- DIRECTION A -
Return every line of the records that contains the word "roof".

- EXCERPT TO READ -
────────────────

Re: AW: AW: PyLucene use JCC shared object by default

Posted by Andi Vajda <va...@apache.org>.
On Mon, 30 Apr 2012, Thomas Koch wrote:

> Dear Andi, I again had a look at the patch I submitted recently and would 
> like to get back to it.  An updated version of the patch is attached to 
> this email - the patch is against the branch_3x repo 
> http://svn.apache.org/repos/asf/lucene/pylucene/branches/branch_3x

Oh, and there is no attachment in your email. Maybe it got eaten up by some 
mail server. Please, make sure it's of a text mimetype or mail it to me 
directly.

Thanks !

Andi..

>
> The patch mainly
> - adds two java classes:  PythonList,  PythonListIterator
> - adds according Python classes   (JavaListIterator and JavaList in collections.py)
>
> Purpose:
> - provide a Java-based List implementation in JCC/PyLucene (similar to existing PythonSet/JavaSet)
> - allow to pass python lists via Java Collections into PyLucene
>
> Let's try summarize shortly: PythonSet /JavaSet was already existing, but nothing similar for Lists. I made an implementation of PythonList /JavaList and with your help this is now basically working. Except of an open issue that affects both JavaSet and JavaList: initialization of an ArrayList with a JavaSet (or JavaList) may cause trouble.
>
> As you said: "There is a bug somewhere with constructing an ArrayList from a python collection like JavaSet or JavaList."
>
> I tried to change the toArray() method as you suggested, but that didn't help. As far as I understood, there are two options to box python values into a typed JArray:
>
> 1)  use the object based JArray class and box python values by wrapping them with the corresponding Java object (e.g. type<int> -> lucene.Integer):
>
>>>> x = lucene.JArray('object')([lucene.Boolean(True),lucene.Boolean(False)])
> JArray<object>[<Object: true>, <Object: false>]
>>>> type(x[0])
> <type 'Object'>
>
> 2)  use the correct array type (int, float, etc.) and pass the list of Python elements or literals) to the JArray constructur, e.g.
>
>>>> y = lucene.JArray('bool')([True,False])
> JArray<bool>[True, False]
>>>> type(y[0])
> <type 'bool'>
>
> I tried both of them (see _pyList2JArray methods in collections.py) but none of them did the trick. Actually the 'empty objects in ArrayList' problem remains when handling with strings (the ArrayList object that is initialized with a JavaSet or JavaList of string items will have a number of objects as the original JavaSet/JavaList, but all objects are the same - ooks like an array of empty objects). Furthermore another issue with integer lists comes into play: here the initialization of  ArrayList with the Collection fails with a Java stacktrace (lucene.JavaError: org.apache.jcc.PythonException).
>
> The most simple test case is as follows:
>
> --%< --
> import lucene
> lucene.initVM()

────────────────

- DATA SUPPLIED -
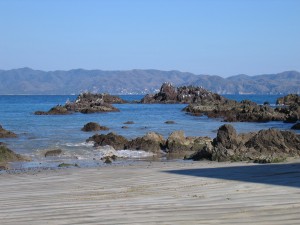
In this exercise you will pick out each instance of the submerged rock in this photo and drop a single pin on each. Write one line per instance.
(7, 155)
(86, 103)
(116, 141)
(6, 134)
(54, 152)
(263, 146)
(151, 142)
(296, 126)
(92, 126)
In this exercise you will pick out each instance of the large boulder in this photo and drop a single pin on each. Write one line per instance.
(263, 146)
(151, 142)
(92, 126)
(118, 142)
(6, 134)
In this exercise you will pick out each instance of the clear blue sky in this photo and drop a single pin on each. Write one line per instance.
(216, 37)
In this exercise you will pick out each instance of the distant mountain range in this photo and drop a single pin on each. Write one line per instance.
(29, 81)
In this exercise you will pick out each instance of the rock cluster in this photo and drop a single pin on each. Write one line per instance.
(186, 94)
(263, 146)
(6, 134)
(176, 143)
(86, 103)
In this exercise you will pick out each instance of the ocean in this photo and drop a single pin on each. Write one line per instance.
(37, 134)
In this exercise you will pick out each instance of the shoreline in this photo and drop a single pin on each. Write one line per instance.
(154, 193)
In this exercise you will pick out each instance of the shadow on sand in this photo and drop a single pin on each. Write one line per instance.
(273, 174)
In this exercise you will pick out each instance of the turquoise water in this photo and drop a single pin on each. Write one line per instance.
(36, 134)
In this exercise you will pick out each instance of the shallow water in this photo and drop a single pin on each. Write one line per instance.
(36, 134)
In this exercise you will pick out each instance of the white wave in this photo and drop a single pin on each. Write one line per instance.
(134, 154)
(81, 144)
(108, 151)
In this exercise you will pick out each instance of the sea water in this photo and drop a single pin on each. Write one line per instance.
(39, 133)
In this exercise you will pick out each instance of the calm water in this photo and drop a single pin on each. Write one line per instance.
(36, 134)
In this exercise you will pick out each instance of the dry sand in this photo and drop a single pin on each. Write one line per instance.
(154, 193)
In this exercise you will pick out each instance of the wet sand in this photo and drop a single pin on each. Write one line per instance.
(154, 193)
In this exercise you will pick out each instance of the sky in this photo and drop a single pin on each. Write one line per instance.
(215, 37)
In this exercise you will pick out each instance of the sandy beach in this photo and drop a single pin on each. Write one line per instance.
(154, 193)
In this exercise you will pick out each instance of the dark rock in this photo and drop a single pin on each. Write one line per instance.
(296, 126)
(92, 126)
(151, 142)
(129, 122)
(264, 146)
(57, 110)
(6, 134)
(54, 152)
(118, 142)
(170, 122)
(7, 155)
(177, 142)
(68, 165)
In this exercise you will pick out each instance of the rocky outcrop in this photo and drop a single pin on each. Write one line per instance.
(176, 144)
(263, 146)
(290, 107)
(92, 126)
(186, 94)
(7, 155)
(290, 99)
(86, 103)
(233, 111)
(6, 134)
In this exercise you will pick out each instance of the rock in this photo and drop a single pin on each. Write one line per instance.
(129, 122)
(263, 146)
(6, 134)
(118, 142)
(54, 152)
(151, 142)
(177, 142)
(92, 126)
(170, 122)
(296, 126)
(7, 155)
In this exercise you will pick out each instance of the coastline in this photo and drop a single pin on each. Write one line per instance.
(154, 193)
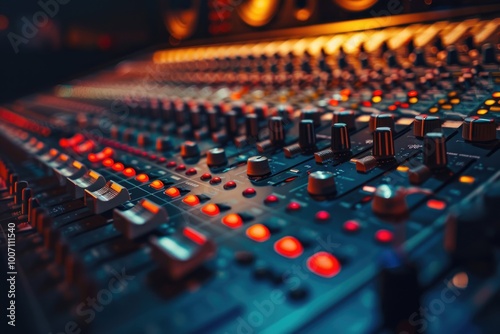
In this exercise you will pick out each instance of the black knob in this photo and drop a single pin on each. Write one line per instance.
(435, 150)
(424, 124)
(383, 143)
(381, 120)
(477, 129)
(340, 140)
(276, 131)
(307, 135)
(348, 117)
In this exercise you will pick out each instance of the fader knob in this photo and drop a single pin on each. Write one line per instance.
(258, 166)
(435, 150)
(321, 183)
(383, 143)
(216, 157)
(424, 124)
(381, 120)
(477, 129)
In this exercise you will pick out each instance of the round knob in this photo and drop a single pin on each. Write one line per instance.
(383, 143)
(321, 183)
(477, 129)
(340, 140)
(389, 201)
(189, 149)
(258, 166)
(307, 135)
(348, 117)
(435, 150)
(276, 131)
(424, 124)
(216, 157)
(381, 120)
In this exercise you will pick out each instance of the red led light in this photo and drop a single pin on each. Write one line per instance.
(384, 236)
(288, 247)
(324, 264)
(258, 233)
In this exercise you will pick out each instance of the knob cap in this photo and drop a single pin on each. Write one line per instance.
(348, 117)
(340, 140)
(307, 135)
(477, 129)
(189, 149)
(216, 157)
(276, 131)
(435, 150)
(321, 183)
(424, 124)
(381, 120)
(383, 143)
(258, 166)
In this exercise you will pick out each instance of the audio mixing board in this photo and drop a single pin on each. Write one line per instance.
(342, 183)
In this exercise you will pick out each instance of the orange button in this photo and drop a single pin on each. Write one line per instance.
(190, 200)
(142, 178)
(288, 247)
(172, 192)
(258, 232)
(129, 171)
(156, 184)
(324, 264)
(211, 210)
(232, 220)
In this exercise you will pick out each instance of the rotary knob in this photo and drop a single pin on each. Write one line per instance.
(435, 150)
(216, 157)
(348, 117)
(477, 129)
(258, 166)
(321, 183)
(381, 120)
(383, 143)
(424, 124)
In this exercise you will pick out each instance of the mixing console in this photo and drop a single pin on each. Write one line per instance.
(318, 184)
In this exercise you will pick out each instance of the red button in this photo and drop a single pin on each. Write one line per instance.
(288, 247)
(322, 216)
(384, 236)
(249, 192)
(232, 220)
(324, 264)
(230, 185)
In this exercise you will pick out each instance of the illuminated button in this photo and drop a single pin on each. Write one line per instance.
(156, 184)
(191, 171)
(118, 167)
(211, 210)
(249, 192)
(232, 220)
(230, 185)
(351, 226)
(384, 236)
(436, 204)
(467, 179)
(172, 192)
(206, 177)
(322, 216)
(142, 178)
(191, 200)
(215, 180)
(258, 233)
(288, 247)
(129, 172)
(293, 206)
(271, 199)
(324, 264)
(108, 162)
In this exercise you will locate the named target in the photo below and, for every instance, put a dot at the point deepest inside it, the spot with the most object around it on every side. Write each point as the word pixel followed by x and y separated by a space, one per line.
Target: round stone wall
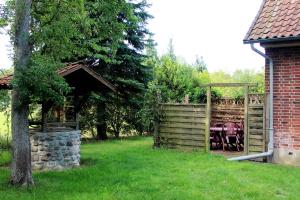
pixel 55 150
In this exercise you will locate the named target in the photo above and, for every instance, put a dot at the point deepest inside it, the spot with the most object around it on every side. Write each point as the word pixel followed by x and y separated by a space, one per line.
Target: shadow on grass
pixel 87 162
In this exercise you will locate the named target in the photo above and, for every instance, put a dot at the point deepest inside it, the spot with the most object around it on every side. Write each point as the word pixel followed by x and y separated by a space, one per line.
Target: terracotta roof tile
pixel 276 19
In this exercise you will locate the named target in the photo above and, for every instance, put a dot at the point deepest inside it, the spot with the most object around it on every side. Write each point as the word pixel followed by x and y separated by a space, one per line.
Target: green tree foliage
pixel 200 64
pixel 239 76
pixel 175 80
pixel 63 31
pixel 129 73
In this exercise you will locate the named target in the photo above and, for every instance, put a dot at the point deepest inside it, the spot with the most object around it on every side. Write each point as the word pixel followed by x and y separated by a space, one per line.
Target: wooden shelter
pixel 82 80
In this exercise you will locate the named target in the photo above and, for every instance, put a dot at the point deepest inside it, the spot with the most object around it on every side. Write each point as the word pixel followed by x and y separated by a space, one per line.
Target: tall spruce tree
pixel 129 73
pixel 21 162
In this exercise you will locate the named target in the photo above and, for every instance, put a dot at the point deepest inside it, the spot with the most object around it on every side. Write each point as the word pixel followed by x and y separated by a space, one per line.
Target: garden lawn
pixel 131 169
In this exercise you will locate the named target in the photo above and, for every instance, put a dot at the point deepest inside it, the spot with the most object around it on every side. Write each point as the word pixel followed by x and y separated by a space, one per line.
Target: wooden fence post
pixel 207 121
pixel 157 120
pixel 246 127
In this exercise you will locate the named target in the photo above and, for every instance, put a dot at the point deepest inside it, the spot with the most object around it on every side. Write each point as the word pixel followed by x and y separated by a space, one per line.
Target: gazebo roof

────────────────

- DIRECTION B -
According to the PyLucene mailing-list message above, which classes does the patch add? List all of them.

- ANSWER A -
Target: terracotta roof tile
Target: gazebo roof

- ANSWER B -
- PythonList (Java)
- PythonListIterator (Java)
- JavaListIterator (Python, in collections.py)
- JavaList (Python, in collections.py)